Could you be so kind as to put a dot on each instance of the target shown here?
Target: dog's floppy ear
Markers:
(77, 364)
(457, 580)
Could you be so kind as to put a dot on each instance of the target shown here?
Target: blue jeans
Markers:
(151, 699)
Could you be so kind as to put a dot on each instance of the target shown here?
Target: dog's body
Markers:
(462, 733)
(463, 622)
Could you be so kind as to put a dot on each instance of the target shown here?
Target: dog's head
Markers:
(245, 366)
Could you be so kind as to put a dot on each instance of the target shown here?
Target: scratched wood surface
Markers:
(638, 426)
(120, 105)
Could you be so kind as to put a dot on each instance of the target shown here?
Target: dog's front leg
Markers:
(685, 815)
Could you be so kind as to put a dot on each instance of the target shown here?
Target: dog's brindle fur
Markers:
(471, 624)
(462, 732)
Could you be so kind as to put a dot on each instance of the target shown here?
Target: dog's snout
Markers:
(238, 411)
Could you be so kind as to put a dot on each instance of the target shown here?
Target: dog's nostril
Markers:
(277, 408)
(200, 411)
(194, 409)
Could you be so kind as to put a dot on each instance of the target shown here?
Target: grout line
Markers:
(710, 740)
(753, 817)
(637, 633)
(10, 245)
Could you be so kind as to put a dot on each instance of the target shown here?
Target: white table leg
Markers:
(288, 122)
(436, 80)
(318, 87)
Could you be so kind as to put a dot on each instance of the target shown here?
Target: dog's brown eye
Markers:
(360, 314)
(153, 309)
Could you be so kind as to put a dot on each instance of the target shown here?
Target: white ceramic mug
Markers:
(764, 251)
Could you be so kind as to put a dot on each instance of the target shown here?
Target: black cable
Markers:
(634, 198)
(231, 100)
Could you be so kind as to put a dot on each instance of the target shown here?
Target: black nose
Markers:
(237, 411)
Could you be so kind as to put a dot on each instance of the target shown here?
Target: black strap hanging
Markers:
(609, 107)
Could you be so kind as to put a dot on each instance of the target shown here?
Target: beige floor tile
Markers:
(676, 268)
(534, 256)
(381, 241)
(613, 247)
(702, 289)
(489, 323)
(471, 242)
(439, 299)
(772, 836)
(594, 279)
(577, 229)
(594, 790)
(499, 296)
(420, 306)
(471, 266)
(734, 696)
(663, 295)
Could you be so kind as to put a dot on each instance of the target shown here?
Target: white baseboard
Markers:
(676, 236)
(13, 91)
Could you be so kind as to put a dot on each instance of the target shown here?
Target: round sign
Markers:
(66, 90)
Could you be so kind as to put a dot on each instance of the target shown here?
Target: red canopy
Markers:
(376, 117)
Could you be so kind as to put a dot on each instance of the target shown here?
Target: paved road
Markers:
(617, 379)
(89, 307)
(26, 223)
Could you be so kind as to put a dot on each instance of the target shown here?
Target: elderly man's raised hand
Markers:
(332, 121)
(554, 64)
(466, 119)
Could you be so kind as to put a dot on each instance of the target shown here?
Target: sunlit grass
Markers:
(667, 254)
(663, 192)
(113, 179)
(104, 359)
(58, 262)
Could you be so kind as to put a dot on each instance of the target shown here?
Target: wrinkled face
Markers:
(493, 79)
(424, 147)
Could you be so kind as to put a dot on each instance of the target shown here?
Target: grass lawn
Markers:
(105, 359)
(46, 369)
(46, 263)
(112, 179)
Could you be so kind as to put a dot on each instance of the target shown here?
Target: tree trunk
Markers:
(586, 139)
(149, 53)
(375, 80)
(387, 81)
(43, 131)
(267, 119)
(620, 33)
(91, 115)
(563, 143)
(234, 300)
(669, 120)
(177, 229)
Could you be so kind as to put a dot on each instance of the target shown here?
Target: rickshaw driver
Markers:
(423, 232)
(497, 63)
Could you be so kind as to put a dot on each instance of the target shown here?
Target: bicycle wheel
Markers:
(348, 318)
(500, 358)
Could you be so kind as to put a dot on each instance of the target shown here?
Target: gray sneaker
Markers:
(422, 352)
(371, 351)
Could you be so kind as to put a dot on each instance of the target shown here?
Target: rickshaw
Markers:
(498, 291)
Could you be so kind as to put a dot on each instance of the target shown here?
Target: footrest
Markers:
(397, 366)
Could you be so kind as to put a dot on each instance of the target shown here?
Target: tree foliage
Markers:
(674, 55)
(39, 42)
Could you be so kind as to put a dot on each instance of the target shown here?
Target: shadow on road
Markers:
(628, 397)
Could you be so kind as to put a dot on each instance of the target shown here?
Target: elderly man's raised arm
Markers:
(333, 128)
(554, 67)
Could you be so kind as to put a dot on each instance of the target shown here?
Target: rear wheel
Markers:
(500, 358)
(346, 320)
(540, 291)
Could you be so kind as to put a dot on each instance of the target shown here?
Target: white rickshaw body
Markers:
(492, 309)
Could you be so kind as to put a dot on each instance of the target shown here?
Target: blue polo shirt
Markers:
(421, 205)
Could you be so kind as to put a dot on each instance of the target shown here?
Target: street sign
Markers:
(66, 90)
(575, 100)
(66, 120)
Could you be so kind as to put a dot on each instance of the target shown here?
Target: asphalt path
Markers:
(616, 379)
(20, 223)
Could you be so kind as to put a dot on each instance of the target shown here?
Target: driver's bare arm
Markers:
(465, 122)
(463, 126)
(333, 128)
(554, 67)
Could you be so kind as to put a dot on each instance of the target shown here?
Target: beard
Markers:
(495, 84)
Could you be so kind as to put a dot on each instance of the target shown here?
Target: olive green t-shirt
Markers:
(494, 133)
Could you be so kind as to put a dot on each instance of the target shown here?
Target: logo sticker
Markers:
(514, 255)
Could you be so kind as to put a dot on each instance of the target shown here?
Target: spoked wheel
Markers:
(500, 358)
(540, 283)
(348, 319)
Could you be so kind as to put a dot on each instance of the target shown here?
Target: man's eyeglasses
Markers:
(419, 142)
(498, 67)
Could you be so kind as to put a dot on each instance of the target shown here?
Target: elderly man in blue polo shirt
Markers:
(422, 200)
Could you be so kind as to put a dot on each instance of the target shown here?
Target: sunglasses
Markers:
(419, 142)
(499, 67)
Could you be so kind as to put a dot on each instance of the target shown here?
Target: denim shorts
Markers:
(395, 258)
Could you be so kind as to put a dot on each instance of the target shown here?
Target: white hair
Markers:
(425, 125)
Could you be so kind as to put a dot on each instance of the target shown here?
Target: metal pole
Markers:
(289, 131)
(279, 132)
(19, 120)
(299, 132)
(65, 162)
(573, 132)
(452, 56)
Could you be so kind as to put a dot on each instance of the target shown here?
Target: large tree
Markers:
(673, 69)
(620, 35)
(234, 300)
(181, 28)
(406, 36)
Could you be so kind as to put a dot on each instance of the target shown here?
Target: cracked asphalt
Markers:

Your objective:
Scan the material above for "elderly". Copy every line where it appears.

Exercise answer:
Target: elderly man's raised hand
Target: elderly man's raised arm
Target: elderly man in blue polo shirt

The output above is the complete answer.